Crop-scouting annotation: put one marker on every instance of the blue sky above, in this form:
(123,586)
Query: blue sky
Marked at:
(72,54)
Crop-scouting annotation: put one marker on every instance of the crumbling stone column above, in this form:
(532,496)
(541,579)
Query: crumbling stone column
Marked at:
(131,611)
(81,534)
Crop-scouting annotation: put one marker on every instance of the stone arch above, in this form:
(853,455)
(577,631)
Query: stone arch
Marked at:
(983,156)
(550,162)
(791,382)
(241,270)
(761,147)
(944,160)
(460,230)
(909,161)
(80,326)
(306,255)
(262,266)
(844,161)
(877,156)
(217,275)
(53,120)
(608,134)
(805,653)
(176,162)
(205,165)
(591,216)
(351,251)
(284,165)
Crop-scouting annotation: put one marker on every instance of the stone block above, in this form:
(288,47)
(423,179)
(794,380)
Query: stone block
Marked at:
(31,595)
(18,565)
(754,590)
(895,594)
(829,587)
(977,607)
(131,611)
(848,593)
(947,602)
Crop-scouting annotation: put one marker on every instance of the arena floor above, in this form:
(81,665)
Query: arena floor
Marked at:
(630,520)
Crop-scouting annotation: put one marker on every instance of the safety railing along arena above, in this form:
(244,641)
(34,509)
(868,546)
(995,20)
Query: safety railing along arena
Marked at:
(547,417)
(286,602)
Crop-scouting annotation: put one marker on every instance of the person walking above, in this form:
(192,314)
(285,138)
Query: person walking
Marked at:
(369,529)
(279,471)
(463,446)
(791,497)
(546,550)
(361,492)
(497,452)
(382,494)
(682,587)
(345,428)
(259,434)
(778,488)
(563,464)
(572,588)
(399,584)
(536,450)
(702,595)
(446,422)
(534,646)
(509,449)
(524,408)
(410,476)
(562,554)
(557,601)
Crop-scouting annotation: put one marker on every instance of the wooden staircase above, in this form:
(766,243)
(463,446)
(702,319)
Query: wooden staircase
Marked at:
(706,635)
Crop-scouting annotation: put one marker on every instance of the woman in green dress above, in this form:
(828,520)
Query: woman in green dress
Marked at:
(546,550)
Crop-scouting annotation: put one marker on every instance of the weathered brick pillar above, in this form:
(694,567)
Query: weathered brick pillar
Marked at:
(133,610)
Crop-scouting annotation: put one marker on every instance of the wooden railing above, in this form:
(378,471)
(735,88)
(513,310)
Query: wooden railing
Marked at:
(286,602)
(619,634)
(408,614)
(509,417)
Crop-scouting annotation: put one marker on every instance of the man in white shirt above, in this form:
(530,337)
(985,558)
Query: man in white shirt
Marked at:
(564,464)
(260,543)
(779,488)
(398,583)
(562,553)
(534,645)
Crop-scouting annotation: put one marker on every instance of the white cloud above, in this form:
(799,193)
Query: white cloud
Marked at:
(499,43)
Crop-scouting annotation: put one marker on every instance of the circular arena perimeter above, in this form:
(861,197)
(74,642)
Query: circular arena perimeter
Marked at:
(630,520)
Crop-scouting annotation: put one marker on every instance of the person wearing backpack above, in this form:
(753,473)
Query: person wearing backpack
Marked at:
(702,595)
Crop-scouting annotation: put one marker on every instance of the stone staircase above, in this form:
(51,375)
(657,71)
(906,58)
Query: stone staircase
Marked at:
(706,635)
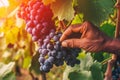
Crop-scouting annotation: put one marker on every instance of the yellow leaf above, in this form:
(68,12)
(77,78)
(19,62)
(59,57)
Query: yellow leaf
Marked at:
(46,2)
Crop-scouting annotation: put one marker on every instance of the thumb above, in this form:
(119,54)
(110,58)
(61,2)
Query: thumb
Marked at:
(73,43)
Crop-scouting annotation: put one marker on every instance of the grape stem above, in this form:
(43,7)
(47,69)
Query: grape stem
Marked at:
(108,73)
(61,26)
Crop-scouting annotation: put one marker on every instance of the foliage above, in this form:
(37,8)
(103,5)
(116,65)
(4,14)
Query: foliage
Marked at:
(16,44)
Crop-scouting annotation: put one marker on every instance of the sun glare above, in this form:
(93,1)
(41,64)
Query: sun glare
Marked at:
(4,3)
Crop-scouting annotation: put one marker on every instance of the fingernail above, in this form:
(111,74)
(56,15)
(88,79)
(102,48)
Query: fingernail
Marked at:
(64,44)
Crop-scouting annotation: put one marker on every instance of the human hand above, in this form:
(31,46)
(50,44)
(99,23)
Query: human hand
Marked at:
(85,36)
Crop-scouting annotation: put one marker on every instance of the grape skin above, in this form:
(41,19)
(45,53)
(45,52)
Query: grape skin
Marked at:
(56,54)
(38,18)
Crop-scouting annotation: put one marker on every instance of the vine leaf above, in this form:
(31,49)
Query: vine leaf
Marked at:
(96,70)
(80,75)
(87,66)
(63,9)
(95,11)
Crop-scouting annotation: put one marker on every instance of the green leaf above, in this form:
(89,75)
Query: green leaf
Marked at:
(77,19)
(35,65)
(96,70)
(26,62)
(95,11)
(109,29)
(86,62)
(6,69)
(82,75)
(63,9)
(10,76)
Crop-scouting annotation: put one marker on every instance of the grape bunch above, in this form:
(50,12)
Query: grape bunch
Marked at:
(52,53)
(38,18)
(116,71)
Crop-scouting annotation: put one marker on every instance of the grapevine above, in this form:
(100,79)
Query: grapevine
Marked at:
(51,52)
(40,25)
(38,18)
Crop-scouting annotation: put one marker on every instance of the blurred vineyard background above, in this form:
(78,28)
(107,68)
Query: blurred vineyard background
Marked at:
(19,55)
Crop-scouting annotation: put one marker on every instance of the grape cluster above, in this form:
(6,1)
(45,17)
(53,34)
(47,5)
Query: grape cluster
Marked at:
(38,18)
(116,71)
(52,53)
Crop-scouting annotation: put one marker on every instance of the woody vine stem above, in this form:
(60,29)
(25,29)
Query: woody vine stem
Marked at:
(108,74)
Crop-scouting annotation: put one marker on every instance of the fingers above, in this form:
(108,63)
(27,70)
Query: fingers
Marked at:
(73,43)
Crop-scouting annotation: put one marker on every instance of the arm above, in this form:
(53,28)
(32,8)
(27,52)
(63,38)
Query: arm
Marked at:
(90,38)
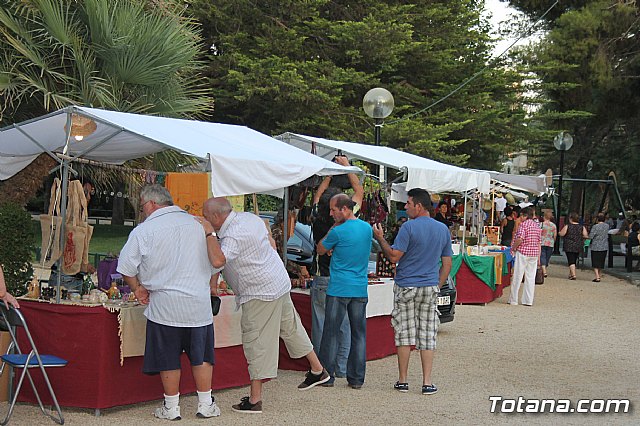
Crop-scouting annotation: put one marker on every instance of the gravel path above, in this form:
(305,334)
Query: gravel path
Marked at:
(579,341)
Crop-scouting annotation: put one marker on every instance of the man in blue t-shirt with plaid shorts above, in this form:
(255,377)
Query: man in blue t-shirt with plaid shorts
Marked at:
(421,244)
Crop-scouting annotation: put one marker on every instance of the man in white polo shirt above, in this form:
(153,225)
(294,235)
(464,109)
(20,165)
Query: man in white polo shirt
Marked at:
(165,264)
(260,281)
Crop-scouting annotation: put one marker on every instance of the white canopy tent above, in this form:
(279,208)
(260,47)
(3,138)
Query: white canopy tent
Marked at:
(420,172)
(536,185)
(242,160)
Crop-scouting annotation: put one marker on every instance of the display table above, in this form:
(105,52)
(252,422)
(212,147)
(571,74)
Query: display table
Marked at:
(380,340)
(94,378)
(88,338)
(480,278)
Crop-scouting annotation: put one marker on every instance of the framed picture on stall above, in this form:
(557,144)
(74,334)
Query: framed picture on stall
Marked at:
(493,234)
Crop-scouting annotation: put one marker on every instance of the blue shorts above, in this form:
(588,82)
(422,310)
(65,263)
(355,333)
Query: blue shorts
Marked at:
(165,344)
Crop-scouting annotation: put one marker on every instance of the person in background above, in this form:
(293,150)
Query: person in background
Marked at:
(165,264)
(501,204)
(549,235)
(396,228)
(506,227)
(517,220)
(350,243)
(620,220)
(526,247)
(573,242)
(599,235)
(277,233)
(634,242)
(5,296)
(423,254)
(240,243)
(443,214)
(322,224)
(609,221)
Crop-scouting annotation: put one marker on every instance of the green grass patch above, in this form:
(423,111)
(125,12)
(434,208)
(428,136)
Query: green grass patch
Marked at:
(105,239)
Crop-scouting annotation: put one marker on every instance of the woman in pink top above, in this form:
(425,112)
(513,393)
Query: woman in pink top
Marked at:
(549,234)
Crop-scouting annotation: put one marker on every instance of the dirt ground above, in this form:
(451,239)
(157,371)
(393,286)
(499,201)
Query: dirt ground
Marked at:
(580,340)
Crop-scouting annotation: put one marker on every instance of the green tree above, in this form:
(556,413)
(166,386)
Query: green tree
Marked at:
(125,55)
(304,67)
(16,247)
(588,70)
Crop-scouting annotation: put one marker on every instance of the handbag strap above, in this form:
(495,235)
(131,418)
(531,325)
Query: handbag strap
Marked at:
(73,205)
(54,199)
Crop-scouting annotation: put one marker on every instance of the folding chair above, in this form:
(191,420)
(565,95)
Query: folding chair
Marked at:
(13,318)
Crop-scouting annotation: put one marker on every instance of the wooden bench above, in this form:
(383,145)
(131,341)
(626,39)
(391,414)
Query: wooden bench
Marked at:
(615,250)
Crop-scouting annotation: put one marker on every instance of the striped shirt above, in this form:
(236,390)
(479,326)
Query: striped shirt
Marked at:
(530,233)
(253,268)
(168,254)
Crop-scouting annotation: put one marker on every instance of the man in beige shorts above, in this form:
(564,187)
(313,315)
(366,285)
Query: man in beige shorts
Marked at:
(240,243)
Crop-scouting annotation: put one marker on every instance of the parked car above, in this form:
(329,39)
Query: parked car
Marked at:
(300,250)
(300,246)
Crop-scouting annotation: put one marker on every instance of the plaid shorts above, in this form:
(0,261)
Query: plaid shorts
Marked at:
(415,317)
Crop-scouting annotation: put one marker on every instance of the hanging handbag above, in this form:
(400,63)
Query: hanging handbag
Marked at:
(50,225)
(75,233)
(215,305)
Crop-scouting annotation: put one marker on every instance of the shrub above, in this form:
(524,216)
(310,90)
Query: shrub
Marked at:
(16,246)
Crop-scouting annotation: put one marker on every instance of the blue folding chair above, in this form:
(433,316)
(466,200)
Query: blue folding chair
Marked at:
(13,318)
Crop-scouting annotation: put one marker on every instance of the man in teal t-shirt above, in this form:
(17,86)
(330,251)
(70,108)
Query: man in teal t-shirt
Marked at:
(349,243)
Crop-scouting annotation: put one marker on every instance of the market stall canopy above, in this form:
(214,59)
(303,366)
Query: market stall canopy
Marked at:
(421,172)
(536,185)
(242,160)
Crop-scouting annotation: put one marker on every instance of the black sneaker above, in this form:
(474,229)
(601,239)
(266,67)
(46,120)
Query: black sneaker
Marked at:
(401,387)
(312,380)
(429,389)
(247,407)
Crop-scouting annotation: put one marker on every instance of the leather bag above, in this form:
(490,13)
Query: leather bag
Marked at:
(539,276)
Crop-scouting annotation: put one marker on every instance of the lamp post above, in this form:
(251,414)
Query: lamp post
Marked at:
(378,104)
(562,142)
(584,190)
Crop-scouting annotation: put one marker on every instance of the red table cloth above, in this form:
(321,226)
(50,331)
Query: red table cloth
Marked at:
(88,338)
(471,289)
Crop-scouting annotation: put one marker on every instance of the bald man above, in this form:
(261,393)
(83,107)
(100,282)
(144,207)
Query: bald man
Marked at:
(240,243)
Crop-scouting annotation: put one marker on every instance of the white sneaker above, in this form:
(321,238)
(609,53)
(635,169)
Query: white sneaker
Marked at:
(205,411)
(168,413)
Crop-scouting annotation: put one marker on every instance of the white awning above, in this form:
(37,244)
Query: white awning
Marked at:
(421,172)
(242,160)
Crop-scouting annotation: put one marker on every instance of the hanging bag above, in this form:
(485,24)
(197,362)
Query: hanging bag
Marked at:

» **AIM OF THE TASK**
List each line of the entries that holds the string "glare".

» **SOLUTION FOR THIS PROBLEM**
Crop-scouting annotation: put one marker on every instance of the sun glare above, in this form:
Query: sun glare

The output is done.